Transcribe the lines below word for word, from the first line through the line that contains "61, 100, 133, 126", including both of those lines.
══════════════════════════════
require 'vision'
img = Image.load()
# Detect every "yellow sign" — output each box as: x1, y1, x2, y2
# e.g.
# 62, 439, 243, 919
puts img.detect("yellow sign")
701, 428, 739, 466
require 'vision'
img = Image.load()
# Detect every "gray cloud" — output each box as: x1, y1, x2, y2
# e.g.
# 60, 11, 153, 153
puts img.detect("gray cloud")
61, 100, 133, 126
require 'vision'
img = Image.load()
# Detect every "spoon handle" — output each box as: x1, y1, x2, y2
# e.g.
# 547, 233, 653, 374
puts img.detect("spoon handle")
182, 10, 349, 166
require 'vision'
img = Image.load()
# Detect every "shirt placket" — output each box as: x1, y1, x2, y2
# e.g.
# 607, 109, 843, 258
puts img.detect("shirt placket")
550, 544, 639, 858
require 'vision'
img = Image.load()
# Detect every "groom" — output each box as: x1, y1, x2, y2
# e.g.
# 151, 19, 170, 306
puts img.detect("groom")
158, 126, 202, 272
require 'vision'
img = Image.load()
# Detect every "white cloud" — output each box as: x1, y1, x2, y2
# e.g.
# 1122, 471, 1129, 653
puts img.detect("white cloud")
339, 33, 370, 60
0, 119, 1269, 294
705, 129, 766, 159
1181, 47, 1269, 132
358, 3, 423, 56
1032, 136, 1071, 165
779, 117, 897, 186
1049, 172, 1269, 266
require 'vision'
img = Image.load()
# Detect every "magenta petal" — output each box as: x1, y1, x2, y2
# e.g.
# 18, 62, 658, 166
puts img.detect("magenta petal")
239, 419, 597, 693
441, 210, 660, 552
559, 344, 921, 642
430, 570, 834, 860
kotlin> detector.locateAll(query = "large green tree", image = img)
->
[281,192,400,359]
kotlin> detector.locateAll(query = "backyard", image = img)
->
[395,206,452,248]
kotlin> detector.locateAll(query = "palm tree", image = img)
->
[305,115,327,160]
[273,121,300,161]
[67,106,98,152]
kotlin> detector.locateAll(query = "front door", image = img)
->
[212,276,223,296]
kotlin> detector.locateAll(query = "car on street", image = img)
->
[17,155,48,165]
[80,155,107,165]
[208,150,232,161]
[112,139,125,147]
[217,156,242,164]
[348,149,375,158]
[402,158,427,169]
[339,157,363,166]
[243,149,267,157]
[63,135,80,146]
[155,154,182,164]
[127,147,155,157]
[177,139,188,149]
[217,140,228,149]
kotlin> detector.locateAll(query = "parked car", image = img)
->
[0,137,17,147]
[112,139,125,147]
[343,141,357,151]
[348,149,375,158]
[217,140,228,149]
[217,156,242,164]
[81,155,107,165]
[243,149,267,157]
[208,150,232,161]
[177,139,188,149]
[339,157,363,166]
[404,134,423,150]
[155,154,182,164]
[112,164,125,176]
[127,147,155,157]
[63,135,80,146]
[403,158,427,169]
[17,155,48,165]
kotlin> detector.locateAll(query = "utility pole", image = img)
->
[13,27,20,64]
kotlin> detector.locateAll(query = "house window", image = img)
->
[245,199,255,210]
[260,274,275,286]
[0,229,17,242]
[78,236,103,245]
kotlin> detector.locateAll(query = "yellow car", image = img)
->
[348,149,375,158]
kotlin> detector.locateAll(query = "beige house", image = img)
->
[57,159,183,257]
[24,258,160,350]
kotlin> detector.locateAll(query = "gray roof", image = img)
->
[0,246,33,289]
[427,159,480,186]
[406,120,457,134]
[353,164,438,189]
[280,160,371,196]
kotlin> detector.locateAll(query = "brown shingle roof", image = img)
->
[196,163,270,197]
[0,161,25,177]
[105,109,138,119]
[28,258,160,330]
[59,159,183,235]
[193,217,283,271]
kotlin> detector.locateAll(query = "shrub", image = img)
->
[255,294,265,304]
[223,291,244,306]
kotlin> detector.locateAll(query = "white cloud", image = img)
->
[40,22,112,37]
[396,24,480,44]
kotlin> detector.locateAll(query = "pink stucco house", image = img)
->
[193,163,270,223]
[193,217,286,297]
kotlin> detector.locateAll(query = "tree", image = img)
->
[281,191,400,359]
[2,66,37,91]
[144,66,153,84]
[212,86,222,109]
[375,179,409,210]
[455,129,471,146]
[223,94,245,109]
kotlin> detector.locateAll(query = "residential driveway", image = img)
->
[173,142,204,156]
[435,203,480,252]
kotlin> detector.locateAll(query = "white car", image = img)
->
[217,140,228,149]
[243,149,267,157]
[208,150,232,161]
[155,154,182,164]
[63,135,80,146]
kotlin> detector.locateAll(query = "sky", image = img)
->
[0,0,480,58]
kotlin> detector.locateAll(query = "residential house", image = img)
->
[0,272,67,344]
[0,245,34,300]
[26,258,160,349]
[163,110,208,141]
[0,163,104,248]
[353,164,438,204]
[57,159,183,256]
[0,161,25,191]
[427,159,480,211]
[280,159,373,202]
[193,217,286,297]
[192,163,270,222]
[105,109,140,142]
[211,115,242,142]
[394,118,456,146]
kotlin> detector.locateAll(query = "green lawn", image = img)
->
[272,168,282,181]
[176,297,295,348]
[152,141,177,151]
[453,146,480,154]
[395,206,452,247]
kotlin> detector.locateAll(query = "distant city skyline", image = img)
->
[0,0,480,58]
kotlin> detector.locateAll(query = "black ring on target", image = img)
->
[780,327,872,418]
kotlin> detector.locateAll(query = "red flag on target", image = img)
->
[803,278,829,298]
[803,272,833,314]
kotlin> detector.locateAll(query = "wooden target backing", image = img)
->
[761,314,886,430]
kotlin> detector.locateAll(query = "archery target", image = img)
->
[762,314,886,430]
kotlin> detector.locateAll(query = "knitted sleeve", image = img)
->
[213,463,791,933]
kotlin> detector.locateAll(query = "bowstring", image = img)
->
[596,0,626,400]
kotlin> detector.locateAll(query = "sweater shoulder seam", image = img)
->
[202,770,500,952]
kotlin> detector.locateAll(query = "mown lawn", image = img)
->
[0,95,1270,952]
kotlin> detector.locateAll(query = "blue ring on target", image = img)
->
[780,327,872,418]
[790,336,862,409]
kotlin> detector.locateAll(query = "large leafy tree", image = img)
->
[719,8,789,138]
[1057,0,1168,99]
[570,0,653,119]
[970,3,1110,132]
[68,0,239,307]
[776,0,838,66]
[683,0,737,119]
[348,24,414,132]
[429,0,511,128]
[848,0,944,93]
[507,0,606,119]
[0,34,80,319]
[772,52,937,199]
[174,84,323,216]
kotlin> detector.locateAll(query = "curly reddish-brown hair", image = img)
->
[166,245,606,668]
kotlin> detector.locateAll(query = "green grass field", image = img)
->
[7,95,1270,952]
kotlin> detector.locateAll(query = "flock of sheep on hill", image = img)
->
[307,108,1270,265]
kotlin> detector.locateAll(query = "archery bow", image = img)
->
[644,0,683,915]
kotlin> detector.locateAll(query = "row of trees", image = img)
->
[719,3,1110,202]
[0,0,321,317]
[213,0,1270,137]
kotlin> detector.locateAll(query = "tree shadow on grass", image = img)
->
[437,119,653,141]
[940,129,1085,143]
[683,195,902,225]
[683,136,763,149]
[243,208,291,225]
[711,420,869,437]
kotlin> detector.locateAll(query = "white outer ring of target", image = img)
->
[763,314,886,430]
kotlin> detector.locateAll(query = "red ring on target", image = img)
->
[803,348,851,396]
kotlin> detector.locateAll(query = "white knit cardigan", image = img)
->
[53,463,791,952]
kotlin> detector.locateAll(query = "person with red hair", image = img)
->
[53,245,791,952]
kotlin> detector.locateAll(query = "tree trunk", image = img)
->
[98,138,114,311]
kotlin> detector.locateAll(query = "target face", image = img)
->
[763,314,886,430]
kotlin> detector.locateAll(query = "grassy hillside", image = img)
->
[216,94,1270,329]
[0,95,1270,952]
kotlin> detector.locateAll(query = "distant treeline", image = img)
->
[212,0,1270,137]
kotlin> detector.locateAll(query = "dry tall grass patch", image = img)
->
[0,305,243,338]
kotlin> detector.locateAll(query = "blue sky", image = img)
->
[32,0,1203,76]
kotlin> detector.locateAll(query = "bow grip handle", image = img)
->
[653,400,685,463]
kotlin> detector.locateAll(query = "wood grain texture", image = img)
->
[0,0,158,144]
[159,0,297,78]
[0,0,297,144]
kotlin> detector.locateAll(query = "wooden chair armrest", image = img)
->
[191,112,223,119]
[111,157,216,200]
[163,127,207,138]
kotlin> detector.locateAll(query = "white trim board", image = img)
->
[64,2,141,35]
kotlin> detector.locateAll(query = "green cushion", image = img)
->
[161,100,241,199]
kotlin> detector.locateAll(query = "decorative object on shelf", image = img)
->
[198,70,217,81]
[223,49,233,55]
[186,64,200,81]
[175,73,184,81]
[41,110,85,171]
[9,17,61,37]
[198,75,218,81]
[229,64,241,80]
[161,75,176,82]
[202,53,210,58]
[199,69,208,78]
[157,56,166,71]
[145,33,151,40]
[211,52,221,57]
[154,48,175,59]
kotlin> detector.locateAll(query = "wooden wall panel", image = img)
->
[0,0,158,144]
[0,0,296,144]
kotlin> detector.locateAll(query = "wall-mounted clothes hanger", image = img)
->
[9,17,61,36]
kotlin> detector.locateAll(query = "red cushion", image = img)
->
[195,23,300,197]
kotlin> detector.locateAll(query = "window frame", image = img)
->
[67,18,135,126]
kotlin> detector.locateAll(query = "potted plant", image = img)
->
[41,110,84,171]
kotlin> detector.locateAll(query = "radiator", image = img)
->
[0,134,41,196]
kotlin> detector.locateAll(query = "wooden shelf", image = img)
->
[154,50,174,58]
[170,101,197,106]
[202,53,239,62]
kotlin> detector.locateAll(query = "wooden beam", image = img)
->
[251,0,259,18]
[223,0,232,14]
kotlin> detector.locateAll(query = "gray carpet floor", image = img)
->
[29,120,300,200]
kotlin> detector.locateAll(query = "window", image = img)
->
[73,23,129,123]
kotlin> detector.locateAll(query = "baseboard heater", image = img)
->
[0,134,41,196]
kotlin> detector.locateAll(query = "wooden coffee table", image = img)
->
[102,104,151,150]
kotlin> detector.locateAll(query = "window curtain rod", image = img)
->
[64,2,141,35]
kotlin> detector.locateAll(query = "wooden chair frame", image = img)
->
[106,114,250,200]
══════════════════════════════
[Complete output]
require 'vision'
img = Image.load()
# Detect every "yellow sign" — output each box as: x1, y1, x2, y2
# e.g.
# 62, 439, 243, 919
puts img.detect("yellow sign")
701, 428, 739, 466
require 'vision'
img = Image.load()
# Detect every "gray cloud" — output each box as: x1, y1, x2, y2
# e.g.
# 60, 11, 153, 153
puts img.detect("gray cloud")
61, 100, 133, 126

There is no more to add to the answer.